REQUIREMENT: Please reproduce the entries that follow without a single difference.
# # # #
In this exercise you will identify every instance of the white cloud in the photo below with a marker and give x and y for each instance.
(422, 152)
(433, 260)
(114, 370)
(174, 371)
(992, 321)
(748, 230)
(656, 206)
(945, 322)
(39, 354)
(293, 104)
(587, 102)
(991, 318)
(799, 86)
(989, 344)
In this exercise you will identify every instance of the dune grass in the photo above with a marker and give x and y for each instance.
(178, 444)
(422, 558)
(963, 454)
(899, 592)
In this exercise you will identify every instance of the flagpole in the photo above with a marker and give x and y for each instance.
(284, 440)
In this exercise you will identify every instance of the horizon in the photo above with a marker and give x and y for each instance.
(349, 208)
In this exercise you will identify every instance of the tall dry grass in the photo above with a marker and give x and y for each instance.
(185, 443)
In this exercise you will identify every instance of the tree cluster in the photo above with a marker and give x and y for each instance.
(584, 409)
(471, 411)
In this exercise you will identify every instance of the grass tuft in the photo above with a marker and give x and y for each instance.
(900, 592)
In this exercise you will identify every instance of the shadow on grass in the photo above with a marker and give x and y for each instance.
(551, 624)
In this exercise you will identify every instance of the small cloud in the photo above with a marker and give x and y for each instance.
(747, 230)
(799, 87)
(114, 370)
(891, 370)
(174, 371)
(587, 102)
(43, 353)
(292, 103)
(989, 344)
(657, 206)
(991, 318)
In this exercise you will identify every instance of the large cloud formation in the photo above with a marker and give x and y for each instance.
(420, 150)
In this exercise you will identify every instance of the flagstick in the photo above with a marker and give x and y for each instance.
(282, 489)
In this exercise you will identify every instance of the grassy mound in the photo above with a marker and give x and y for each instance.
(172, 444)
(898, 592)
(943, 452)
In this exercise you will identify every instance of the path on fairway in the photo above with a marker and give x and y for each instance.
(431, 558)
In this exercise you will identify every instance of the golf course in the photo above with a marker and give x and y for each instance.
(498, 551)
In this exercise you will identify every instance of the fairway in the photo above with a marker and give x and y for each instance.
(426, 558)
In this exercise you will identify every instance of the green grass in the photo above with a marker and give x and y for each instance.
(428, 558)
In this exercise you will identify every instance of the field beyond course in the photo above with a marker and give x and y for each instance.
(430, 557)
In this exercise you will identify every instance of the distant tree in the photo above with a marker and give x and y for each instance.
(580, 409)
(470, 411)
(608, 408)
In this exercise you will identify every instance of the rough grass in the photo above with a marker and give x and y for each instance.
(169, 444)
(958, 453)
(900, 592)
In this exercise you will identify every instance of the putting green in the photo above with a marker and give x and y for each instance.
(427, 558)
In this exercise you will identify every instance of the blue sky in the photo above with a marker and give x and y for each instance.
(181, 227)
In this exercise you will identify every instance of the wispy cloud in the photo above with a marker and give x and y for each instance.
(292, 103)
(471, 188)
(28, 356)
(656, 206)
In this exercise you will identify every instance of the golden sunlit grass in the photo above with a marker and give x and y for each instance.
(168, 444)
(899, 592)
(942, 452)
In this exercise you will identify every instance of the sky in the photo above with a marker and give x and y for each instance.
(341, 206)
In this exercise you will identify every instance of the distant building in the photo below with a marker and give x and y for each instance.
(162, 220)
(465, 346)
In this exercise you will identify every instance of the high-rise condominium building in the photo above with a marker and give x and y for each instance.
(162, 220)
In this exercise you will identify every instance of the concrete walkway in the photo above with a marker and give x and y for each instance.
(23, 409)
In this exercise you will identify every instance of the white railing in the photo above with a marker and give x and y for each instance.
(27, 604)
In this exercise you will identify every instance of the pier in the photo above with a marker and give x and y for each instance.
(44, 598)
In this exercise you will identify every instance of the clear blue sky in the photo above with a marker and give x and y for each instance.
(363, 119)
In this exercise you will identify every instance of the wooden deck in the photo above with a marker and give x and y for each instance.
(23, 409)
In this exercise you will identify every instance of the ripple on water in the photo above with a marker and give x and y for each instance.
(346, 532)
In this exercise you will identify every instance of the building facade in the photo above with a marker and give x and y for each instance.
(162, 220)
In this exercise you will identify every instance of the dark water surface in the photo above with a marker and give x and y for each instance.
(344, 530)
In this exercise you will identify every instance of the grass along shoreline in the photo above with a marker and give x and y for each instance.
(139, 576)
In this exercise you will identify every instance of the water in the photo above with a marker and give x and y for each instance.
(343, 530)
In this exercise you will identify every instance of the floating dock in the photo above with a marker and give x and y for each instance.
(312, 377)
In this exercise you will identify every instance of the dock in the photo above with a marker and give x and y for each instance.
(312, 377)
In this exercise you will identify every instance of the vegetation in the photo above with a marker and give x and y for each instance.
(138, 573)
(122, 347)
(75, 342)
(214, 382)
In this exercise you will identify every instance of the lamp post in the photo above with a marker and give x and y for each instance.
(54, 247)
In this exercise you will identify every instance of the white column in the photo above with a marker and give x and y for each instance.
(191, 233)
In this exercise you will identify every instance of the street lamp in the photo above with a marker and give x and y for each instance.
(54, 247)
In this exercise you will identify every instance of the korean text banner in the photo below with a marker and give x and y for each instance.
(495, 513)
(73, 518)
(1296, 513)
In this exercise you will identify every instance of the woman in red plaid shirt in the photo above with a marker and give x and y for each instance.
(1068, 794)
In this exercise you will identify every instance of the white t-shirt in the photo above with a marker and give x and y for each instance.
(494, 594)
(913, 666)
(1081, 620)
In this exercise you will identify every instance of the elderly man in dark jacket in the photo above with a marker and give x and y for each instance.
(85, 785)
# # # #
ANSWER TO THIS PROBLEM:
In this exercise you will identify every instance of the white cloud in the photo below with a marker and give x and y for each instance.
(422, 152)
(433, 260)
(114, 370)
(174, 371)
(992, 321)
(748, 230)
(656, 206)
(945, 322)
(39, 354)
(293, 104)
(587, 102)
(991, 318)
(799, 86)
(989, 344)
In this exercise you will identify every instance of the dune grass in the photo above with a marker and give x and y for each instance.
(178, 444)
(422, 558)
(963, 454)
(899, 592)
In this exercise you will identify every instance of the flagpole in the photo above with a marker and give x and y for each instance.
(284, 440)
In this exercise you will identify every instance of the horizon in the photo above with a marker and give x and y for each instance.
(349, 208)
In this exercise you will identify every instance of the tall dry grass in the photo above with a marker and give x and y for each instance.
(185, 443)
In this exercise you will identify every instance of the tree cluster in the photo above with a marker and give x and y for each instance.
(584, 409)
(471, 411)
In this exercise you will identify every instance of the grass tuft in the photo above with a marker and give x and y for each instance.
(900, 592)
In this exercise you will identify every instance of the shadow on grass in the photo above with a marker and give x and y for each instance.
(551, 624)
In this exercise you will identify every instance of the small cloud in the photo above with a marker and give x and y for each instance.
(747, 230)
(799, 87)
(114, 370)
(891, 370)
(174, 371)
(587, 102)
(43, 353)
(292, 103)
(989, 344)
(657, 206)
(991, 318)
In this exercise you will identify every instance of the large cloud formation in the photo above with a marker and give x and y for each instance.
(420, 150)
In this exercise you will identify every instance of the flagstick in the photo above with a marker and give x and y for each instance.
(282, 489)
In this exercise you will identify every instance of the grassy mound in the photo above with a marker and give x and y for each instance.
(172, 444)
(898, 592)
(943, 452)
In this exercise you will identify every instance of the path on fairway in the photo above with a marker and give x and y for each instance.
(431, 558)
In this exercise you will identify every instance of the golf course in the photo above with a marker and give x and y for each instance.
(498, 551)
In this exercise you will identify every instance of the fairway in the photo above with a marker and give x and y for each instance.
(426, 558)
In this exercise you will identify every instance of the green grass in the photo above with a marker and give x and y for each instance.
(428, 558)
In this exercise you will identify every instance of the field beyond course in the photo above with a marker and give x and y for each instance.
(430, 557)
In this exercise you will identify every instance of the distant tree in the photo above with a marker and give x and y for each instance.
(580, 409)
(470, 411)
(608, 408)
In this exercise you will identify every instance of the rough grass in the photo above with a marker and give x and y for each instance.
(169, 444)
(958, 453)
(900, 592)
In this exercise you will identify every instance of the putting green in the photo above with a marker and give x and y for each instance.
(427, 558)
In this exercise you will identify every instance of the blue sky in the photo above with a marker and give x and y for each instance.
(181, 227)
In this exercise you will identify every instance of the wispy cloud in the photo above with a marker and give x and y for each instance.
(292, 103)
(471, 188)
(28, 356)
(656, 206)
In this exercise you will identify every instance of the golden sunlit grass in the photo above with a marker and give x and y for each instance.
(168, 444)
(899, 592)
(942, 452)
In this exercise you will identify every instance of the sky in the photo above with a marker and give x and y for each instance.
(341, 206)
In this exercise you will identify every instance of the distant building in the photo below with a marker and give x and y for each instance.
(162, 220)
(465, 346)
In this exercise you will identify every instance of the high-rise condominium building in the photo above with a marker and give x and y for each instance.
(162, 220)
In this exercise you will identify every instance of the concrete walkway in the photo above with a marker and give x and y for each instance.
(23, 409)
In this exercise you will identify every instance of the white railing in the photo above with a marker and give x and y for each instance.
(27, 604)
In this exercise you will identify every instance of the pier in the photo above with a marker and give x and y for each instance.
(44, 598)
In this exercise you will identify every instance of the clear blue sky in the photo above with a marker and give x and y for each instance.
(363, 119)
In this exercise you will identify every instance of the wooden deck in the photo above with a marker and give x and y for each instance.
(23, 409)
In this exercise you will identify every instance of the ripple on water in the photo above with a marker and give x and y for each instance.
(346, 532)
In this exercise you will identify every instance of the building facade in the photo above with a marker and give x and y for each instance.
(162, 220)
In this exercise you will identify every instance of the dark water surface in the photo above with a marker and give x and y for each instance.
(344, 530)
In this exercise you will identify every instance of the grass along shoreline in the photo above with a marker and give x and y for each instance.
(139, 576)
In this exercise you will identify every instance of the water in the photo above with a marker and give x and y for each instance.
(343, 530)
In this exercise you will identify every instance of the floating dock in the photo above with a marker and give x and y for each instance.
(312, 377)
In this exercise you will identify every instance of the dock in the photo above with a marker and give x and y for each instance.
(312, 377)
In this exercise you will identify every instance of the vegetation in the photo above with a marker and give x and y for each instance.
(138, 573)
(122, 347)
(75, 342)
(214, 382)
In this exercise you will identify every instance of the lamp post in the photo above with a marker and give x and y for each instance.
(54, 247)
In this exercise you will identify every instance of the white column in the photo above with a marker and give x and y for each instance.
(191, 233)
In this exercise you will identify every instance of the street lamp in the photo above with a marker and give x and y for each instance.
(54, 247)
In this exercise you will identify every instance of the korean text banner in the photo below with a marker and give x and y for each instance.
(495, 513)
(73, 518)
(1296, 513)
In this exercise you will identify every instance of the woman in red plaid shirt in the photo above with a marker and give x and y for each instance.
(1068, 794)
In this exercise you will identify every instance of the white t-shirt in the photo above with a marker and give x and y for each instance.
(494, 594)
(913, 666)
(1081, 620)
In this exercise you will identify every instance of the elderly man in dark jacket in the photo above with a marker and give x and y for each instance.
(85, 785)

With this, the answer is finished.